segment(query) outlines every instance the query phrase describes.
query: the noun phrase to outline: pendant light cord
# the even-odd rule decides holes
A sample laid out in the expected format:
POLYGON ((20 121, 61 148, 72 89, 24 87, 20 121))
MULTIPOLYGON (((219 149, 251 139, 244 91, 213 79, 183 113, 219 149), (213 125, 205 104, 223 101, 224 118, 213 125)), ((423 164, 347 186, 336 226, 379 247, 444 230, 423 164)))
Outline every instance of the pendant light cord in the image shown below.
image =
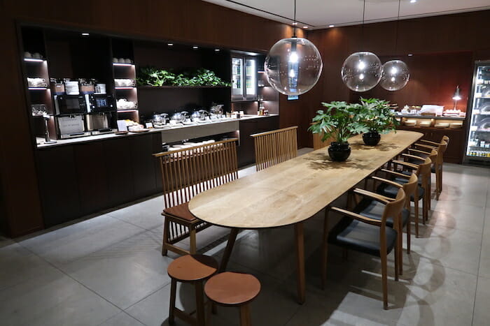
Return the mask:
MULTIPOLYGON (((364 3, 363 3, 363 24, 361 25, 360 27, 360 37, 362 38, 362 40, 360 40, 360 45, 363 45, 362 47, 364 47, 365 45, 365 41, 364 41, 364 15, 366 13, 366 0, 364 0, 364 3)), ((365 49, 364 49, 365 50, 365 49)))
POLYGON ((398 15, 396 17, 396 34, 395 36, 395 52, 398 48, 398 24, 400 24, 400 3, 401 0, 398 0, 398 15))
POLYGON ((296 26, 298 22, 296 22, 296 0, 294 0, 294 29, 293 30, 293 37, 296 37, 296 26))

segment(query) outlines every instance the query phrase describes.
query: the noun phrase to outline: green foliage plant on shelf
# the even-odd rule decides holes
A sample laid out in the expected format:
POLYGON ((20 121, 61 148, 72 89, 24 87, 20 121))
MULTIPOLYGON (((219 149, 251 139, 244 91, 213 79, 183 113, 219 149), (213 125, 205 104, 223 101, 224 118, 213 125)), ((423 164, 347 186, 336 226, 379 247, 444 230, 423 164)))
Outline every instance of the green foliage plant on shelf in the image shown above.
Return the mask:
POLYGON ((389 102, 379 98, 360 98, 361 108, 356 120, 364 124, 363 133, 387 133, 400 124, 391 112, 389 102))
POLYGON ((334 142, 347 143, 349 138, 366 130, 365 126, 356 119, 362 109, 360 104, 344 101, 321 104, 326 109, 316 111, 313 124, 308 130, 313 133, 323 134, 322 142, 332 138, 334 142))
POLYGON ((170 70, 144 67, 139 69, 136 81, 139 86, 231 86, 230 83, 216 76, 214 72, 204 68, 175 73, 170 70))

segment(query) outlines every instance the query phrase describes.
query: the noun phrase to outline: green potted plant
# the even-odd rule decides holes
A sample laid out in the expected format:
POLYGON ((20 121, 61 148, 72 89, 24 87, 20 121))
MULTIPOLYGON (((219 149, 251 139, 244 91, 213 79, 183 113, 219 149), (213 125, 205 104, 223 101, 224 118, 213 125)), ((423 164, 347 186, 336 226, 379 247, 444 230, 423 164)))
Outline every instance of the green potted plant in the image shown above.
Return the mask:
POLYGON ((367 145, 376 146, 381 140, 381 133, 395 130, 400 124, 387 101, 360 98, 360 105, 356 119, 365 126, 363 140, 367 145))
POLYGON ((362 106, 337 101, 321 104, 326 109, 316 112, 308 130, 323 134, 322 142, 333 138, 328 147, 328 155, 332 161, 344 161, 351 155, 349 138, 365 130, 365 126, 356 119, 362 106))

------------------------------------------------------------

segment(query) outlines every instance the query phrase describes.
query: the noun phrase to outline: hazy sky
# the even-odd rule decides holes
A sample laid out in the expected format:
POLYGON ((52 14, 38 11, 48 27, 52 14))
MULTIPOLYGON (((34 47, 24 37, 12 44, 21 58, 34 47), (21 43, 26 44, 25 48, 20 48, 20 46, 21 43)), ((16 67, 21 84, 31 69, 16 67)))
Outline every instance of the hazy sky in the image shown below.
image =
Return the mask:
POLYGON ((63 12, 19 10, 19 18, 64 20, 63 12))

------------------------------------------------------------

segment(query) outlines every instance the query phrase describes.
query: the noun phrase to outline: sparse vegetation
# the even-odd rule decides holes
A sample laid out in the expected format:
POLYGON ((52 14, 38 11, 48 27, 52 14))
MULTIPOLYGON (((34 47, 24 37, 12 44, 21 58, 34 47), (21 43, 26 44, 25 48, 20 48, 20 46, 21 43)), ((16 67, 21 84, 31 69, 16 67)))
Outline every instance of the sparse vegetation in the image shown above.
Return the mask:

------------------------------------------------------------

#### Set exercise:
Extract every line of the material above that contains the string "foliage", copying each such line in full. Treat uppercase and lowercase letters as distinct when matching.

#### Correct answer:
query: the noun phrase to outline: green foliage plant on shelf
Outline every instance of the green foliage plant on shelf in the image shown above.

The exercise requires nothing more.